EXTRAIT DU DOCUMENT:
════════════════════
Shemar Moore (Esprits criminels)
Pendant dix ans, Shemar Moore a interprété Malcolm Winters dans Les Feux de l'amour ; soit un rôle de beau gosse charmeur qui sied parfaitement à la « cool attitude » du comédien. Aujourd'hui, il est l'agent spécial du FBI Derek Morgan dans l'un des nouveaux cartons télévisés apparu l'an passé sur la chaîne américaine CBS : Esprits criminels, une série particulièrement sombre qui permet à l'acteur de porter un regard à la fois lucide et distancié sur la société dans laquelle nous vivons.
Est-ce vrai que vous parlez danois ?
J'ai souvent le droit à cette question qui génère pas mal de
malentendus à ce sujet. Je suis né en 1970 en Californie, à Oakland qui
se situe dans les environs de la baie de San Francisco, d'une mère
caucasienne originaire de Boston dans le Massachusetts et d'un père
afro-américain originaire d'Alabama dont la famille a ensuite déménagé
à Oakland. C'est là que mes parents se sont rencontrés. Ma mère
enseignait les mathématiques et l'anglais à l'université de Berkeley.
En raison du racisme omniprésent à l'époque, elle n'a pas souhaité
m'élever dans un tel climat social et nous avons donc déménagé au
Danemark où elle s'est vue proposer un poste. Nous y avons vécu pendant
trois ans et demi. Donc, techniquement, ma première langue est le
danois, que ma mère parle couramment. Puis, elle s'est vue offrir un
poste plus intéressant à Bahrai (dans les Émirats Arabes, NDR).
J'entendais donc à la fois parler le danois au quotidien tout en
commençant à communiquer avec ma mère dans un anglais très
approximatif. Elle m'a alors inscrit dans un établissement scolaire
britannique privé. Je rentrais donc de l'école le soir en appliquant
les leçons du jour, du style (il imite l'accent britannique) : «
Mummy, may I have some tea please ? ». Enfin, lorsque j'ai eu six ans
et demi / sept ans, nous sommes retournés vivre aux États-Unis.
Vous avez donc quelques rudiments de danois et d'arabe ?
Pas vraiment. Le peu que je connaissais en danois me servait à réclamer à manger lorsque j'avais trois ans (rires).
════════════════════
DONNÉES FOURNIES:
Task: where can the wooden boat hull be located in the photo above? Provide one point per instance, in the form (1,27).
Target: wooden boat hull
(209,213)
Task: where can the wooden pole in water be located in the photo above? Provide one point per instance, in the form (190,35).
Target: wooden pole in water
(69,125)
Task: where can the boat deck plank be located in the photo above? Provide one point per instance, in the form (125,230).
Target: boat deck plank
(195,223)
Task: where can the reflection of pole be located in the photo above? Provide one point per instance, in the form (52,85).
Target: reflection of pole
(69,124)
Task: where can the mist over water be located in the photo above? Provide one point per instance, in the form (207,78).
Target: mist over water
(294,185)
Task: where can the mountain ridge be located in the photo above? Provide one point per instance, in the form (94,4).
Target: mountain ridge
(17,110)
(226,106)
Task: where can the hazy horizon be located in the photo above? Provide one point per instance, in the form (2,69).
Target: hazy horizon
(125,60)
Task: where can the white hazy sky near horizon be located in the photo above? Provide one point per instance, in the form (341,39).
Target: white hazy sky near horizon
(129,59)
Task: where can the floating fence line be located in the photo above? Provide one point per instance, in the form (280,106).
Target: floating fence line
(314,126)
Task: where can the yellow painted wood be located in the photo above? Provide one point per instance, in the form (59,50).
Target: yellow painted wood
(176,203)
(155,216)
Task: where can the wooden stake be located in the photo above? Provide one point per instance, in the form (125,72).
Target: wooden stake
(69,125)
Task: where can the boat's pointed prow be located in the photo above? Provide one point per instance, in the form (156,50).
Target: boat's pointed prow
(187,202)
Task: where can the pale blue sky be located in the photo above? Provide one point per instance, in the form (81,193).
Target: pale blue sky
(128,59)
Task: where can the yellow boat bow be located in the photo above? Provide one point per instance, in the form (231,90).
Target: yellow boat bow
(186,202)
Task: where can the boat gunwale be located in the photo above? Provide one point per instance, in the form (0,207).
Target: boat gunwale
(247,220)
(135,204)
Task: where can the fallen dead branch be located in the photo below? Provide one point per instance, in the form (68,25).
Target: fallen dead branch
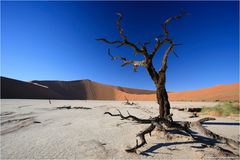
(185,126)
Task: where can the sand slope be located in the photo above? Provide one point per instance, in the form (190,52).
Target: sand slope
(90,90)
(11,88)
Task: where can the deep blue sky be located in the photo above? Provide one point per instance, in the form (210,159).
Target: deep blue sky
════════════════════
Pouvez-vous recopier mot pour mot, dans l'entretien avec Shemar Moore, tout ce qui va de « J'entendais donc à » jusqu'à « et d'arabe ? » ?

J'entendais donc à la fois parler le danois au quotidien tout en
commençant à communiquer avec ma mère dans un anglais très
approximatif. Elle m'a alors inscrit dans un établissement scolaire
britannique privé. Je rentrais donc de l'école le soir en appliquant
les leçons du jour, du style (il imite l'accent britannique) : «
Mummy, may I have some tea please ? ». Enfin, lorsque j'ai eu six ans
et demi / sept ans, nous sommes retournés vivre aux États-Unis.
Vous avez donc quelques rudiments de danois et d'arabe ?